### Selected excerpt
+++++

The underlying issue in all these is that MVCC history was changed, in an unexpected way, by these operations. One solution could be to record these operations separately and extend any code observing changes to look for them too, leaving the operations themselves still non-MVCC. For example, in the above Backfill vs BACKUP case, we could note in some separate metadata that at 3:01, that we added keys dated to 2:59, and then force anyone looking for changes since 3:00 to instead look back further or otherwise find these mutations.
However a potentially more appealing solution is to make these operations _actually MVCC _operations, and not need to continue to try to reason about where it is okay or not okay to use less safe operations with the potential to get such reasoning disastrously wrong.
The currently used non-MVCC operations are ClearRange, RevertRange, and AddSSTable.
ClearRange
ClearRange destroys all MVCC revisions of all keys in a span.
When dropping a table or index, we could use the MVCC operation DelRange
which writes an MVCC tombstone over each key in the supplied range. However that
is potentially extremely expensive, in both time and disk space usage, as it
writes a new tombstone over each key it deletes in that span. Thus it could
require writing billions of new keys to drop a large table. Instead today we use
the operation ClearRange which writes a RangeDeletion tombstone to
Pebble/RocksDB, which can mark a whole span as deleted with a single write.
However these are non-MVCC deletes that just delete all keys in their range,
i.e. all MVCC-revisions of all SQL-written keys. To use this safely, we
currently wait until the TTL for the dropped span has elapsed, so we can assume
even historical SQL reads are now longer reading it or would notice its
destruction, and then clear it, but this leaves no record of what was deleted or
when, compared to a regular deletion.
RevertRange
RevertRange destroys all revisions newer than a target time in a span. Longer runs of adjacent revisions of keys that all match the predicate are destroyed using ClearRange while individual keys or shorter runs are destroyed with individual Clears (single-key storage tombstones). Since it uses Clear/ClearRange to destroy revisions, like ClearRange it leaves no MVCC record of what it did.

+++++

### Exercise task 1
According to the excerpt on MVCC history, which non-MVCC operations are currently used?

### Extracted data
+++++

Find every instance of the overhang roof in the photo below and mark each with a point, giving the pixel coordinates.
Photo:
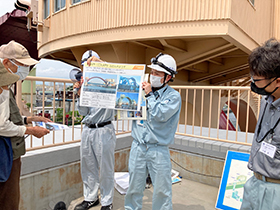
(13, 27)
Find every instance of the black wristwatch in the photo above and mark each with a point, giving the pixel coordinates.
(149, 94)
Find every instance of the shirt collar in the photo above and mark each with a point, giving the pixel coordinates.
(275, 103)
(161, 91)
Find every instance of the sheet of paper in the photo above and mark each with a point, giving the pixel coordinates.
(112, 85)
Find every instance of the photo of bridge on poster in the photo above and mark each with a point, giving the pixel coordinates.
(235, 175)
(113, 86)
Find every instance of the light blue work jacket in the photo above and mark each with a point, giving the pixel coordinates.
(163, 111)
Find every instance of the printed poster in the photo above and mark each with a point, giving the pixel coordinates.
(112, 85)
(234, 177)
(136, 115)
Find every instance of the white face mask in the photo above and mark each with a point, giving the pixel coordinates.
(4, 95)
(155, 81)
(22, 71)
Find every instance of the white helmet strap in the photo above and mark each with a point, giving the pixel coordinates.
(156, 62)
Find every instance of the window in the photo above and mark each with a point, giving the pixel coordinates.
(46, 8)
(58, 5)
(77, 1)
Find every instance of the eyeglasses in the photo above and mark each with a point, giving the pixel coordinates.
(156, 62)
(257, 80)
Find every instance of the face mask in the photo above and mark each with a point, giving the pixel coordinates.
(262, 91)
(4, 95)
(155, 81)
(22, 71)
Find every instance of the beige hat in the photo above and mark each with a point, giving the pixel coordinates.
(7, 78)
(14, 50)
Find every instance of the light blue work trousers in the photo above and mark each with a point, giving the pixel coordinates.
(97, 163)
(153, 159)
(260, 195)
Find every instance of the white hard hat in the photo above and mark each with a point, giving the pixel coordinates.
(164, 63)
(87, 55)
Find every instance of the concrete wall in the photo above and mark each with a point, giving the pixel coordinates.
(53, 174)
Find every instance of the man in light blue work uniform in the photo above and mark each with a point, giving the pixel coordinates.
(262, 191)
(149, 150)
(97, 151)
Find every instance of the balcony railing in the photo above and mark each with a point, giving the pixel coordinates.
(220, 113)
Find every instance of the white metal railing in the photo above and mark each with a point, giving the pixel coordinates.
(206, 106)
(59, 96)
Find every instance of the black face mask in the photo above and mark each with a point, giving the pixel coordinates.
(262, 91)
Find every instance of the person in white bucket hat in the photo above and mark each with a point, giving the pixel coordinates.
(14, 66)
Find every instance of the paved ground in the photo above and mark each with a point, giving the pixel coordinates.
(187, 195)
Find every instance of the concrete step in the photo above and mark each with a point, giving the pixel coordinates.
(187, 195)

+++++

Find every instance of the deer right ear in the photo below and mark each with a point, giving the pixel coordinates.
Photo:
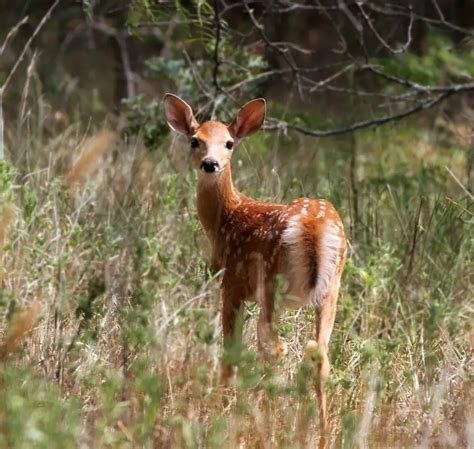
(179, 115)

+++++

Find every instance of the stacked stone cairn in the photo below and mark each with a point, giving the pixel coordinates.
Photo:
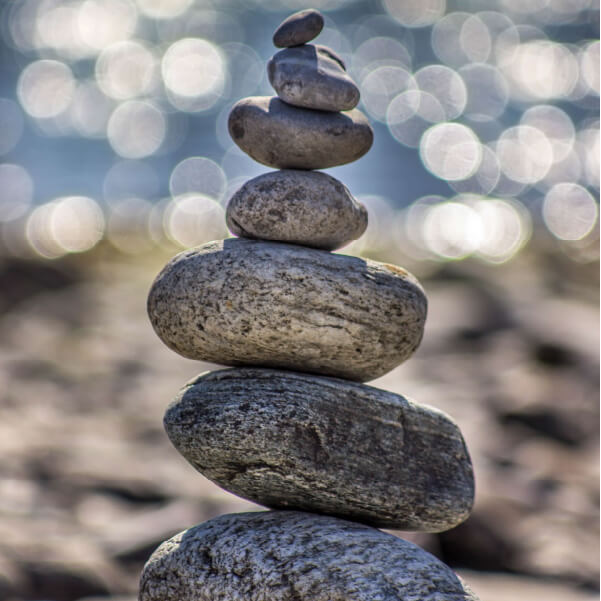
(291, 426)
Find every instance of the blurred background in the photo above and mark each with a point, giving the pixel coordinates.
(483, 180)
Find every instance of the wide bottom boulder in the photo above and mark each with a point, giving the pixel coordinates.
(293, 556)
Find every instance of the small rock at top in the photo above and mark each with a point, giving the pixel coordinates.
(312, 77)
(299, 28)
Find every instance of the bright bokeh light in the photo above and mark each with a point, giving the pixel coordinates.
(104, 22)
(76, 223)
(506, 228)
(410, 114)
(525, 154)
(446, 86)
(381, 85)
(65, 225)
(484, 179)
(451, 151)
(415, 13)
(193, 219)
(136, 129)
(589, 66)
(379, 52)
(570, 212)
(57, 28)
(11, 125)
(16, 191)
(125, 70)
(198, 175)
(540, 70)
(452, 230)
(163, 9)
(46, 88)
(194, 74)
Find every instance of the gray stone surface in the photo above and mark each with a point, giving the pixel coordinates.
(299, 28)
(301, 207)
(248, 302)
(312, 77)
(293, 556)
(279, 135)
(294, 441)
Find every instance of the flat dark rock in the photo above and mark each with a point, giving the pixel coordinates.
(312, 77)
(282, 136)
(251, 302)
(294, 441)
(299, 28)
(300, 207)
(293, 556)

+++++

### Exercise task 2
Locate every line in the entries that contains the string "mask", treating uppercase and lowercase as different, and copy each of those lines.

### Full solution 1
ClearRange, RevertRange, and AddSSTable.

### Full solution 2
Find every instance of the white face mask in the photo above and mark each with a point, giving the pixel coordinates.
Find every instance of the face mask in the photo above and mark each with a point, giving the pixel coordinates.
Find every instance of the black face mask in the photo above and mark each with a point, giving the pixel coordinates.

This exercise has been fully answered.